**DOCUMENT TEXT:**
______________________________

Budgeting: Atlanta

After months about my personal journey as a disabled individual, I can finally talk about my goal to travel again. I doubt that I will take extended trips as I must consider my financial, medical and time constraints.

But as I have been telling myself for months, I do the best I can. So, I am going to Atlanta! I am excited as I have never been to the South (the farthest I’ve ever been is Washington DC). Also, I will spend a week with Grace Lee–a supportive, and wonderful friend that I met in the Fulbright South Korea program. She came to New York so now, I will go to Georgia.

I wanted to share the ways I budget the trip as I am extremely conscious on my spending.

  • Housing: $50–I have friends so, I am able to stay at a significant discount. It is always wise to find a companion to share expenses, or find friend that may offer a couch. Always remember, be a clean “roommate” and send thanks.
  • Travel (Flight): $337–I am bitter about the cost. It was my fault, however, for purchasing my tickets three weeks prior to the trip. Google would probably provide better information on optimal purchase times.
  • Personal (aka Food): $200–Food. Food. Food. It is a necessity, so I am not going skim on the budget.
  • Tourist Things: $150–I am setting my budget quite high, but it is my first time going to Atlanta. I expect to spend time visiting major tourist attractions like the World of Cola-Cola or the Georgia Aquarium. I do hope to spend less than expected, but I also do not want to limit my experiences.

Total Budget: $737 (or $750)

I will say now, the budget is likely to change. I am still learning the ropes to travel, building an understanding of the general expenses and the optimal times to travel to certain states or countries. I am coming in the budget with a poor perspective, and I don’t believe Asian countries are a fair comparison. Plane tickets are expensive but otherwise, everything else is much cheaper.

So on the next update, I will bring more insight on my budget and my travels~

Just Being a “Disabled” Person

Please note, these are my own experiences. They do not represent a whole population, and a whole range of disabilities. 


Perhaps, I’ve tricked myself into believing that I am content with my current abilities and weaknesses. I have accepted my disability accommodations, and continue to walk among the “normal” people–unnoticed.

Underneath the successes, however, I feel insecure. I don’t want employers or peers to see me differently. I don’t want them to excuse me for my poor job performances, or just to pat me on my back for small successes. I accomplished everything through my sheer hard-working. On the other hand, I just want others to acknowledge that I can never be 100%. There will be days when the fatigue takes away my ability to tolerate, to articulate, or just to stay awake.
It’s a paradox. 

Honestly, I didn’t want to speak about such insecurities because on the surface, I have been doing better than others. I am a functional member of society. I have no visible indication of a disability.
Then, I encountered online dating. People often ask, “What do you do aside from work or school?”It makes me uncomfortable because the answer is nothing. When I’m not going to school or working, I am recovering. I sleep. I relax. I go to the doctor appointments.

______________________________

**EXTRACTED INFORMATION:**
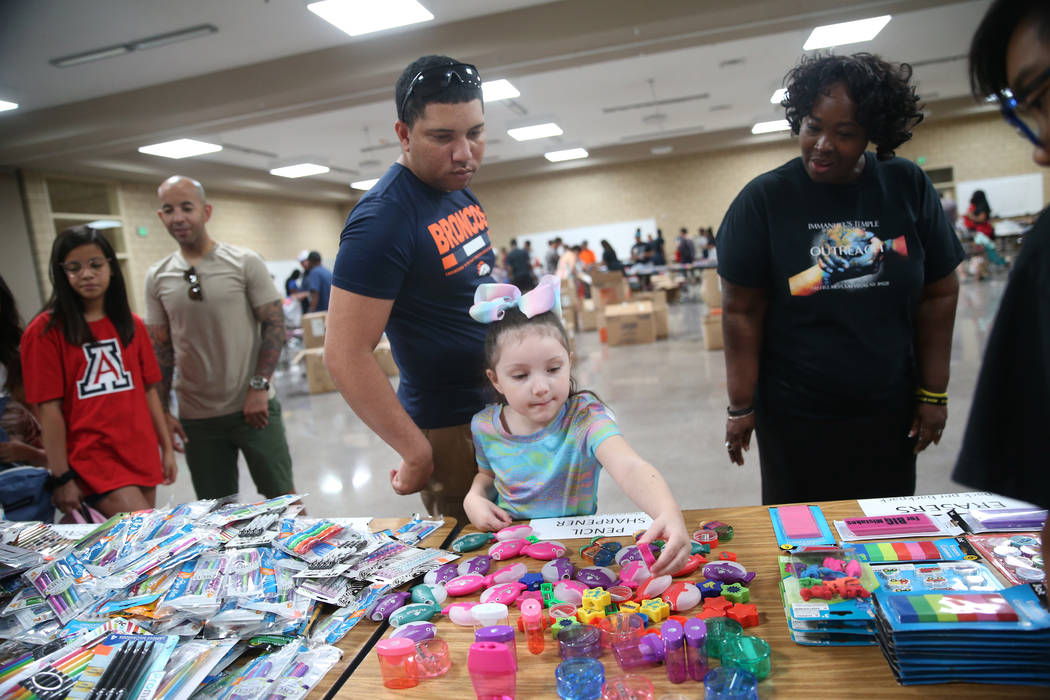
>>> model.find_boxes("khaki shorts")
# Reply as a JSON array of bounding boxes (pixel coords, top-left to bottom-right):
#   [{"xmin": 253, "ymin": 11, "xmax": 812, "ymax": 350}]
[{"xmin": 420, "ymin": 423, "xmax": 478, "ymax": 523}]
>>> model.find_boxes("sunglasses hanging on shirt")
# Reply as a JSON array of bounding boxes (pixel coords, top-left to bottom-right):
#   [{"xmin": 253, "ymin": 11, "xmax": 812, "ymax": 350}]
[{"xmin": 183, "ymin": 267, "xmax": 204, "ymax": 301}]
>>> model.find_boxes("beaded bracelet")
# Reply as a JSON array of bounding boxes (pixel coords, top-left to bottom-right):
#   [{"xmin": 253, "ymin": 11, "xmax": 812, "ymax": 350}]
[{"xmin": 916, "ymin": 386, "xmax": 948, "ymax": 406}]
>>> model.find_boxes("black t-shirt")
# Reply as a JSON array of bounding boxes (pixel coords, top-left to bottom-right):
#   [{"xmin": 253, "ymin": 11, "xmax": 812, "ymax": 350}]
[
  {"xmin": 715, "ymin": 152, "xmax": 963, "ymax": 418},
  {"xmin": 951, "ymin": 212, "xmax": 1050, "ymax": 508},
  {"xmin": 507, "ymin": 248, "xmax": 532, "ymax": 280},
  {"xmin": 333, "ymin": 164, "xmax": 496, "ymax": 429}
]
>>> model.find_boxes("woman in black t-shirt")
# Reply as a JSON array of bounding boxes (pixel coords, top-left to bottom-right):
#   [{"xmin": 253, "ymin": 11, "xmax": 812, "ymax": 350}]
[{"xmin": 716, "ymin": 54, "xmax": 963, "ymax": 503}]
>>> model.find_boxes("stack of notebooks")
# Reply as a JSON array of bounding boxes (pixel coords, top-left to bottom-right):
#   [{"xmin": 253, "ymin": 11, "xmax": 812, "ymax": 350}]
[{"xmin": 875, "ymin": 579, "xmax": 1050, "ymax": 685}]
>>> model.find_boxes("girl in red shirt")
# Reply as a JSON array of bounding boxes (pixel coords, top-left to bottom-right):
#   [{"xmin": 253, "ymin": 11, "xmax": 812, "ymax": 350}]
[{"xmin": 22, "ymin": 226, "xmax": 176, "ymax": 516}]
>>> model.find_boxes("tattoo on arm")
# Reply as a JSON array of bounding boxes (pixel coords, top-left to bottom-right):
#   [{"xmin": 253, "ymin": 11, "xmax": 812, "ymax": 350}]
[
  {"xmin": 255, "ymin": 301, "xmax": 285, "ymax": 377},
  {"xmin": 146, "ymin": 325, "xmax": 175, "ymax": 413}
]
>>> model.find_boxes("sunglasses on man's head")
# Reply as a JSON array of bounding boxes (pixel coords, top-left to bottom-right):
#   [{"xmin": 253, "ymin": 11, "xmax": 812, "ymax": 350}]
[
  {"xmin": 183, "ymin": 268, "xmax": 204, "ymax": 301},
  {"xmin": 398, "ymin": 63, "xmax": 481, "ymax": 121}
]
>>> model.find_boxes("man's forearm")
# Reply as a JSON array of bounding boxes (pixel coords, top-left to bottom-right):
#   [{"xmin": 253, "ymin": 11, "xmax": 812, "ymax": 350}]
[
  {"xmin": 255, "ymin": 301, "xmax": 286, "ymax": 378},
  {"xmin": 147, "ymin": 325, "xmax": 175, "ymax": 413},
  {"xmin": 916, "ymin": 273, "xmax": 959, "ymax": 393}
]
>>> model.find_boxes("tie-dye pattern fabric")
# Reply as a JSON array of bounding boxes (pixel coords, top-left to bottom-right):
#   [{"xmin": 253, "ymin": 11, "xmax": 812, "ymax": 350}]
[{"xmin": 470, "ymin": 394, "xmax": 621, "ymax": 519}]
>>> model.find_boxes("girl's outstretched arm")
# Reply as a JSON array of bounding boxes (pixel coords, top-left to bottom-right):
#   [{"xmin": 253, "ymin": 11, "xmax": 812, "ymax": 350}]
[
  {"xmin": 146, "ymin": 384, "xmax": 179, "ymax": 486},
  {"xmin": 463, "ymin": 471, "xmax": 513, "ymax": 532},
  {"xmin": 595, "ymin": 436, "xmax": 691, "ymax": 576}
]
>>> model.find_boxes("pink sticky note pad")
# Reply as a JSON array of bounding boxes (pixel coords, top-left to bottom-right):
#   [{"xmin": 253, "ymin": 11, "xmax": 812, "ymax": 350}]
[{"xmin": 777, "ymin": 506, "xmax": 820, "ymax": 539}]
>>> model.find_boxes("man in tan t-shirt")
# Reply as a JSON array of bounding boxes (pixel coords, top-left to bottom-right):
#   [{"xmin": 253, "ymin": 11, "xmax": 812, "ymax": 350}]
[{"xmin": 146, "ymin": 175, "xmax": 295, "ymax": 499}]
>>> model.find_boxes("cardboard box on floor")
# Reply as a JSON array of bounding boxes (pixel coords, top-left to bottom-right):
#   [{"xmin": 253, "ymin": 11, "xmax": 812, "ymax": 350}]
[
  {"xmin": 602, "ymin": 301, "xmax": 656, "ymax": 345},
  {"xmin": 562, "ymin": 279, "xmax": 580, "ymax": 309},
  {"xmin": 302, "ymin": 311, "xmax": 328, "ymax": 349},
  {"xmin": 292, "ymin": 335, "xmax": 398, "ymax": 394},
  {"xmin": 631, "ymin": 290, "xmax": 670, "ymax": 340},
  {"xmin": 562, "ymin": 303, "xmax": 579, "ymax": 335},
  {"xmin": 700, "ymin": 309, "xmax": 722, "ymax": 349},
  {"xmin": 580, "ymin": 299, "xmax": 601, "ymax": 331},
  {"xmin": 292, "ymin": 347, "xmax": 335, "ymax": 394}
]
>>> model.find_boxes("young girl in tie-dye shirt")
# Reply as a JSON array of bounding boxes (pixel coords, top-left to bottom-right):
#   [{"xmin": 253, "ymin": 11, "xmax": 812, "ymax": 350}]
[{"xmin": 463, "ymin": 276, "xmax": 690, "ymax": 573}]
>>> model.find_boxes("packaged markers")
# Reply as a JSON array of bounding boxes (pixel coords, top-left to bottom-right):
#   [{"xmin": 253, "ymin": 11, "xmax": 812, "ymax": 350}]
[{"xmin": 22, "ymin": 552, "xmax": 101, "ymax": 624}]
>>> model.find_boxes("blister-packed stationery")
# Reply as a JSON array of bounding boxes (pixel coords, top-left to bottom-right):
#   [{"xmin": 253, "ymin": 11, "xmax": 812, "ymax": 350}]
[
  {"xmin": 948, "ymin": 507, "xmax": 1047, "ymax": 534},
  {"xmin": 66, "ymin": 634, "xmax": 179, "ymax": 700},
  {"xmin": 966, "ymin": 532, "xmax": 1046, "ymax": 584},
  {"xmin": 106, "ymin": 524, "xmax": 217, "ymax": 588},
  {"xmin": 22, "ymin": 552, "xmax": 102, "ymax": 624},
  {"xmin": 264, "ymin": 644, "xmax": 342, "ymax": 700},
  {"xmin": 0, "ymin": 618, "xmax": 139, "ymax": 697},
  {"xmin": 275, "ymin": 521, "xmax": 343, "ymax": 558},
  {"xmin": 226, "ymin": 510, "xmax": 280, "ymax": 549},
  {"xmin": 872, "ymin": 560, "xmax": 1003, "ymax": 593},
  {"xmin": 156, "ymin": 552, "xmax": 226, "ymax": 619},
  {"xmin": 202, "ymin": 493, "xmax": 306, "ymax": 527},
  {"xmin": 96, "ymin": 571, "xmax": 175, "ymax": 617},
  {"xmin": 225, "ymin": 641, "xmax": 302, "ymax": 700},
  {"xmin": 383, "ymin": 513, "xmax": 445, "ymax": 545},
  {"xmin": 154, "ymin": 639, "xmax": 236, "ymax": 700},
  {"xmin": 310, "ymin": 584, "xmax": 391, "ymax": 644}
]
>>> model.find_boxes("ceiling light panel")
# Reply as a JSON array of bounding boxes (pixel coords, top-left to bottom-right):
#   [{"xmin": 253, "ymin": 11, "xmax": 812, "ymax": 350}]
[
  {"xmin": 307, "ymin": 0, "xmax": 434, "ymax": 37},
  {"xmin": 48, "ymin": 24, "xmax": 218, "ymax": 68},
  {"xmin": 751, "ymin": 119, "xmax": 791, "ymax": 133},
  {"xmin": 139, "ymin": 139, "xmax": 223, "ymax": 158},
  {"xmin": 481, "ymin": 78, "xmax": 521, "ymax": 102},
  {"xmin": 270, "ymin": 163, "xmax": 331, "ymax": 178},
  {"xmin": 350, "ymin": 177, "xmax": 379, "ymax": 192},
  {"xmin": 507, "ymin": 122, "xmax": 565, "ymax": 141},
  {"xmin": 543, "ymin": 148, "xmax": 590, "ymax": 163},
  {"xmin": 802, "ymin": 15, "xmax": 891, "ymax": 51}
]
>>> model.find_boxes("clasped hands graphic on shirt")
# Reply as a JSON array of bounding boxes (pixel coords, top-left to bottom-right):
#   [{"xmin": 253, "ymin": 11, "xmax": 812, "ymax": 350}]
[{"xmin": 817, "ymin": 228, "xmax": 885, "ymax": 284}]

______________________________

**EXERCISE GOAL:**
List every budget category in the Atlanta budgeting text above, with the dollar amount given for each.

**THE COMPLETED TASK:**
- Housing: $50
- Travel (Flight): $337
- Personal (aka Food): $200
- Tourist Things: $150